REQUIRED WORK — Output only the lines from the one holding "If you could tag each instance of the weathered" to the end of the data below, please, copied exactly.

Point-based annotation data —

◆ ◆ ◆ ◆

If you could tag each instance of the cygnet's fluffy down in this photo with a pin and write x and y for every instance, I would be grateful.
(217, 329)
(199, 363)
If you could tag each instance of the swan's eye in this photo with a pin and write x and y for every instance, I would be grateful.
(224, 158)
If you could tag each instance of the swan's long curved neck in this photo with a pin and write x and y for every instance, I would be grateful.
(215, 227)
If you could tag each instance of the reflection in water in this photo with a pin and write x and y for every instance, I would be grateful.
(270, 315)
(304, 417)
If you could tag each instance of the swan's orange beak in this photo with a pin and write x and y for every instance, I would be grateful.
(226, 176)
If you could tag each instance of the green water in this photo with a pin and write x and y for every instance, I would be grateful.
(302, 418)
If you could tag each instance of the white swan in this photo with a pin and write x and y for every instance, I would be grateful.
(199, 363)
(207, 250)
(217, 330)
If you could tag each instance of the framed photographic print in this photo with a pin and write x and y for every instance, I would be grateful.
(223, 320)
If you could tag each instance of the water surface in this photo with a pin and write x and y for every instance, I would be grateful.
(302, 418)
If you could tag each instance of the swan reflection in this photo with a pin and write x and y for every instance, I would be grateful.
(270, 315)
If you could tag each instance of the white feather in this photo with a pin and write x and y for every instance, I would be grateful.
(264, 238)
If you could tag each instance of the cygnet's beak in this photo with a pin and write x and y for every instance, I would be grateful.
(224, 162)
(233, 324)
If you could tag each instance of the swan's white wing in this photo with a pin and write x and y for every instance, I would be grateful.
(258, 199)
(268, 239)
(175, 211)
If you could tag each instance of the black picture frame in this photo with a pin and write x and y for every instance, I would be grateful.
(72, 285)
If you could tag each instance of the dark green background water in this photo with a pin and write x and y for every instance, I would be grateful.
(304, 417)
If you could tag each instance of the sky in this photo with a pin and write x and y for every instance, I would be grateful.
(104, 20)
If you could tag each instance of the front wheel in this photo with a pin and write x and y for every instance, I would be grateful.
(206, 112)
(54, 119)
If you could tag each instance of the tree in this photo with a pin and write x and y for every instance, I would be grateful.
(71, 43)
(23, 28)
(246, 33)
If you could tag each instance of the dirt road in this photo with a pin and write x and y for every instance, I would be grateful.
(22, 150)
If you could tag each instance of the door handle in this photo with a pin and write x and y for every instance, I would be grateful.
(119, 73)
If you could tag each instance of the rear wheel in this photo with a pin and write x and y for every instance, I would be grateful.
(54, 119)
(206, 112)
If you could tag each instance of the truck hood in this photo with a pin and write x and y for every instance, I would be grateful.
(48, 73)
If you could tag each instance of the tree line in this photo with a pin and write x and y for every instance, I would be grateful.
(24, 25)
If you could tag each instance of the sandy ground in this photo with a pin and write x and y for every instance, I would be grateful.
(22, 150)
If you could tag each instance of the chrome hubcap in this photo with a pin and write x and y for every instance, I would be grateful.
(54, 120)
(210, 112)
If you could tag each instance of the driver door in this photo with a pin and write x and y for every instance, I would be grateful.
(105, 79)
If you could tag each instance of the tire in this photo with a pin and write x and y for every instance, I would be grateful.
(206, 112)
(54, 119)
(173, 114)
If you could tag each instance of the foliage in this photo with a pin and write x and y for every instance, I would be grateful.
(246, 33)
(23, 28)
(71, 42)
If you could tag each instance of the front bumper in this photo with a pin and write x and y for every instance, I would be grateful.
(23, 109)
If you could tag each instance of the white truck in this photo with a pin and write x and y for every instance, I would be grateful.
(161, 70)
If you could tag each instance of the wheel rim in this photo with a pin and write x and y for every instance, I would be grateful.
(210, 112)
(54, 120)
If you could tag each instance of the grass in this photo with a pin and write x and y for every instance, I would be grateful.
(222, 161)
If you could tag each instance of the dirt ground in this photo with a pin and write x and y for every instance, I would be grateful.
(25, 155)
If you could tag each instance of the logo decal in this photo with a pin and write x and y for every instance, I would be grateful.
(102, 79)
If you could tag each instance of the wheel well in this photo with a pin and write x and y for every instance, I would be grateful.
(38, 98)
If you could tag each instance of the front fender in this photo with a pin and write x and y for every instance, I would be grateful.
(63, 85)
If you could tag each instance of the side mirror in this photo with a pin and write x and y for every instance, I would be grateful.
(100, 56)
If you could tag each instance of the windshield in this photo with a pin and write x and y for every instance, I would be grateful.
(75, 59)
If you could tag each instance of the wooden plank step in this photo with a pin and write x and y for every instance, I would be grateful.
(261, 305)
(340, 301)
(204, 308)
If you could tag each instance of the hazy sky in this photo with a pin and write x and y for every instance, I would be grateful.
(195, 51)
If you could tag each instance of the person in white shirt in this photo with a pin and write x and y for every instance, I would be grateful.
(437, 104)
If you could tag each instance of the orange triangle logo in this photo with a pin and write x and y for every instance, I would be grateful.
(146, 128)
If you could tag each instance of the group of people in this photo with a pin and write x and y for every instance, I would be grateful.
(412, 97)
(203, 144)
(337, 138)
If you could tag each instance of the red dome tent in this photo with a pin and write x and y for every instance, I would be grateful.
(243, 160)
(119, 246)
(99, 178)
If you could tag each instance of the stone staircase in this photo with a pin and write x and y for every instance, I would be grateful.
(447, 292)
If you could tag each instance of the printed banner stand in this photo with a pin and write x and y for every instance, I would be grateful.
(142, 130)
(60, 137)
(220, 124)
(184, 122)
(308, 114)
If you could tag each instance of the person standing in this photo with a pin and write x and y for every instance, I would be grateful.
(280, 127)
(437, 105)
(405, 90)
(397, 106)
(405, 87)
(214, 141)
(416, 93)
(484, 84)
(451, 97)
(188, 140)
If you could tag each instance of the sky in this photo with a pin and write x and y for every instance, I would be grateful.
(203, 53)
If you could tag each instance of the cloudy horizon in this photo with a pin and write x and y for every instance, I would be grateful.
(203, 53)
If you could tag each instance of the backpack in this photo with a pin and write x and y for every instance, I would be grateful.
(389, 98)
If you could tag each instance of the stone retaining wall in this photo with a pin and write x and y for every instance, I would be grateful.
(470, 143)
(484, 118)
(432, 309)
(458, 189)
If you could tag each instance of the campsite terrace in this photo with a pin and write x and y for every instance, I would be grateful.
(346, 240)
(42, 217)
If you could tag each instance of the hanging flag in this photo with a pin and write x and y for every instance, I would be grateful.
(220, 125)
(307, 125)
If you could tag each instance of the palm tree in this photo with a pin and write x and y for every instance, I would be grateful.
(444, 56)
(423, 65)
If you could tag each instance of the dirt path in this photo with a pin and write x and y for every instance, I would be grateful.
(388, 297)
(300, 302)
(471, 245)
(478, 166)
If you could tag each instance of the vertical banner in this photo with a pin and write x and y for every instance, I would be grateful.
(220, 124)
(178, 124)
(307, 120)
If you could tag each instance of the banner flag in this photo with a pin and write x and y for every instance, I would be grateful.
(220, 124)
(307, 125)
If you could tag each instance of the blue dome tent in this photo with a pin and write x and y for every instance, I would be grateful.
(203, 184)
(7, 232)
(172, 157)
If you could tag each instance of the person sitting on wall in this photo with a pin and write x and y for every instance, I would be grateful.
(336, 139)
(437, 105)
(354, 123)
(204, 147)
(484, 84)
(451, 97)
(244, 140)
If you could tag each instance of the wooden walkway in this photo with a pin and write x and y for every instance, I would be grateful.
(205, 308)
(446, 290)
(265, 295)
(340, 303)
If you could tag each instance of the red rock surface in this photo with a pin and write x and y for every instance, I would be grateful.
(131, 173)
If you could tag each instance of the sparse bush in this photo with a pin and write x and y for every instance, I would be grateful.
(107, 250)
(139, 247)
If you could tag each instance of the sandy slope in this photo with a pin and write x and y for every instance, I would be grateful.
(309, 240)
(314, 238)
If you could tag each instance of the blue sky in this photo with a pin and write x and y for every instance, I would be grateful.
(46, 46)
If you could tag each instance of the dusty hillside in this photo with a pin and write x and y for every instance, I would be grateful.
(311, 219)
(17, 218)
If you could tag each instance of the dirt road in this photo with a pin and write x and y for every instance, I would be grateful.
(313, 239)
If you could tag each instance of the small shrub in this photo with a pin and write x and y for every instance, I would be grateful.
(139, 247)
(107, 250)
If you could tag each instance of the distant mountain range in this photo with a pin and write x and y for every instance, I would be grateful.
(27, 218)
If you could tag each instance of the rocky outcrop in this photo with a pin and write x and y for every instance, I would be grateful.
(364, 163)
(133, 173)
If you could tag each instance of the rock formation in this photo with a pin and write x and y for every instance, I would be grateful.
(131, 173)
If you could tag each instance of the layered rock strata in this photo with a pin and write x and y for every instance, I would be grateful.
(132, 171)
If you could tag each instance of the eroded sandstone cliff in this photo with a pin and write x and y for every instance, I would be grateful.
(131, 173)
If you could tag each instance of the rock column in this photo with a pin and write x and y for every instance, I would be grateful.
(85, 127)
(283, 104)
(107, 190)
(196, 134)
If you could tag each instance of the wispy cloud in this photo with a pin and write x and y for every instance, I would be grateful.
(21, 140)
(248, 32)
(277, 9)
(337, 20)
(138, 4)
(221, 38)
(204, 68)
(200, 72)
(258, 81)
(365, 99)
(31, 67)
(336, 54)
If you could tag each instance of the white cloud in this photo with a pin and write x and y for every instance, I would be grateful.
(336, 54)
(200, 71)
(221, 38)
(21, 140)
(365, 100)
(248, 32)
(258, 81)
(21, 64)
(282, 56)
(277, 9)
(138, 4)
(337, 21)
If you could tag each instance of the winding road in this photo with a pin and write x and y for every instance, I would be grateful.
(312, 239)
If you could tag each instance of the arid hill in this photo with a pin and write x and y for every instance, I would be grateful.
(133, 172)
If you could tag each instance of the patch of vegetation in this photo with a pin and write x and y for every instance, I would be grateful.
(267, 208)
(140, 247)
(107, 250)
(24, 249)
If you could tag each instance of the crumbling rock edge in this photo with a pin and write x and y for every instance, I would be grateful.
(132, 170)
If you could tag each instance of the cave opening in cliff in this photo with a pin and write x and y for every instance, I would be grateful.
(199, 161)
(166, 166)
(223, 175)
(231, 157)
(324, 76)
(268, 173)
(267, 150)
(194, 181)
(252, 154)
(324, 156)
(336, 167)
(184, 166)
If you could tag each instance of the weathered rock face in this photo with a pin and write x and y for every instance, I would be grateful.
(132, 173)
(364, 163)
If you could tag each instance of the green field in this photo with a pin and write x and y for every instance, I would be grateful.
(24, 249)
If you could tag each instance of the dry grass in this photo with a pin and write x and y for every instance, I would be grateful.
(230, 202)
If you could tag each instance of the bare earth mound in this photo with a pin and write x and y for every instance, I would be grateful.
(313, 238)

◆ ◆ ◆ ◆

COMPLETE RESPONSE —
If you could tag each instance of the weathered rock face in this photo with a pin and write x and y for every instance, I would be grateful.
(132, 173)
(364, 163)
If you could tag each instance of the green field in this photo with a pin and write x and y for every instance, I would be grateful.
(24, 249)
If you could tag each instance of the dry grass in this photo with a pin and write x and y for every instance, I would be grateful.
(230, 202)
If you could tag each instance of the bare earth mound in this photo with a pin and write x and y for every instance, I would be grateful.
(313, 238)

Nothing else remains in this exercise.